[Short exercise]: Copy the records below unchanged except for one substitution: put "light green tree" in place of every occurrence of "dark green tree".

[Input rows]:
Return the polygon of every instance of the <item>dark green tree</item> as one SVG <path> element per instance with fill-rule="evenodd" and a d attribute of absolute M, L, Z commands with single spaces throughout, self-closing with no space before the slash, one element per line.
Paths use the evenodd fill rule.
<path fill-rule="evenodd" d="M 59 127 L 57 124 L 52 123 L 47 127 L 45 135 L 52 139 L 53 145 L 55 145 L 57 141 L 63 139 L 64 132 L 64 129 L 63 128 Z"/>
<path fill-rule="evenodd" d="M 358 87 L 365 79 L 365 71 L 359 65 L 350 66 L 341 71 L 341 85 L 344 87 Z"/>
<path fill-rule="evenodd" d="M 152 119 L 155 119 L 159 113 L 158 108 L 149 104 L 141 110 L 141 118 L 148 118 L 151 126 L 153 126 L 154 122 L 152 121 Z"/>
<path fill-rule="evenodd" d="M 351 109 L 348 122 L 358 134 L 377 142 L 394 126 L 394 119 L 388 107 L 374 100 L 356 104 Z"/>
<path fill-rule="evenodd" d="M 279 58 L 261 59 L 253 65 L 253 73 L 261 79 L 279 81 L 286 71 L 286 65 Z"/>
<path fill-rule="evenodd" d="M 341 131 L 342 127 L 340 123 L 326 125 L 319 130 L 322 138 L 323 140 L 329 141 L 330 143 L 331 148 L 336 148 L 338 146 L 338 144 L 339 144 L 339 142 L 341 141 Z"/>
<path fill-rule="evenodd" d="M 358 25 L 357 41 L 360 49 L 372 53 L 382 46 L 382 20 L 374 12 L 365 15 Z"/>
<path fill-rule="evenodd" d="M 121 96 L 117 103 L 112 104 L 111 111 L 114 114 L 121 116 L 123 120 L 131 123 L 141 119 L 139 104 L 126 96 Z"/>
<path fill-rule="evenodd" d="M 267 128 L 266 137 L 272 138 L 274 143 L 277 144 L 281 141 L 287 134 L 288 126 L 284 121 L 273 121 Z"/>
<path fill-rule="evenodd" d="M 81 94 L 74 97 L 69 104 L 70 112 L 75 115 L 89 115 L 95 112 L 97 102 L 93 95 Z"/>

[Answer to this problem]:
Return the polygon of every instance of the <item>light green tree</item> as one SVG <path> element per instance with fill-rule="evenodd" and a d attribute of absolute M, L, Z commands with single spaces throughout, self-closing with no space before the slash, one element per line.
Paths use the evenodd fill rule.
<path fill-rule="evenodd" d="M 59 127 L 57 124 L 52 123 L 47 127 L 45 135 L 52 139 L 53 145 L 55 145 L 57 141 L 63 139 L 64 132 L 64 129 L 63 128 Z"/>
<path fill-rule="evenodd" d="M 358 87 L 365 79 L 365 71 L 359 65 L 350 66 L 341 71 L 341 85 L 344 87 Z"/>
<path fill-rule="evenodd" d="M 152 119 L 155 119 L 159 113 L 158 108 L 149 104 L 141 110 L 141 118 L 148 118 L 151 126 L 153 126 L 154 122 L 152 121 Z"/>
<path fill-rule="evenodd" d="M 351 109 L 348 122 L 358 134 L 377 142 L 394 126 L 394 119 L 388 107 L 374 100 L 356 104 Z"/>
<path fill-rule="evenodd" d="M 279 58 L 261 59 L 253 65 L 253 73 L 261 79 L 279 81 L 286 71 L 286 65 Z"/>
<path fill-rule="evenodd" d="M 341 131 L 342 127 L 340 123 L 326 125 L 319 130 L 322 138 L 323 140 L 329 141 L 330 143 L 331 148 L 336 148 L 338 146 L 338 144 L 339 144 L 339 142 L 341 141 Z"/>
<path fill-rule="evenodd" d="M 358 25 L 357 41 L 360 49 L 372 53 L 382 46 L 382 20 L 374 12 L 365 15 Z"/>
<path fill-rule="evenodd" d="M 121 96 L 117 103 L 112 104 L 111 111 L 114 114 L 121 116 L 123 120 L 131 123 L 141 119 L 139 104 L 126 96 Z"/>
<path fill-rule="evenodd" d="M 267 128 L 266 137 L 272 138 L 274 143 L 277 144 L 281 141 L 287 134 L 288 126 L 284 121 L 273 121 Z"/>
<path fill-rule="evenodd" d="M 81 94 L 74 97 L 69 104 L 70 112 L 75 115 L 89 115 L 95 112 L 97 102 L 93 95 Z"/>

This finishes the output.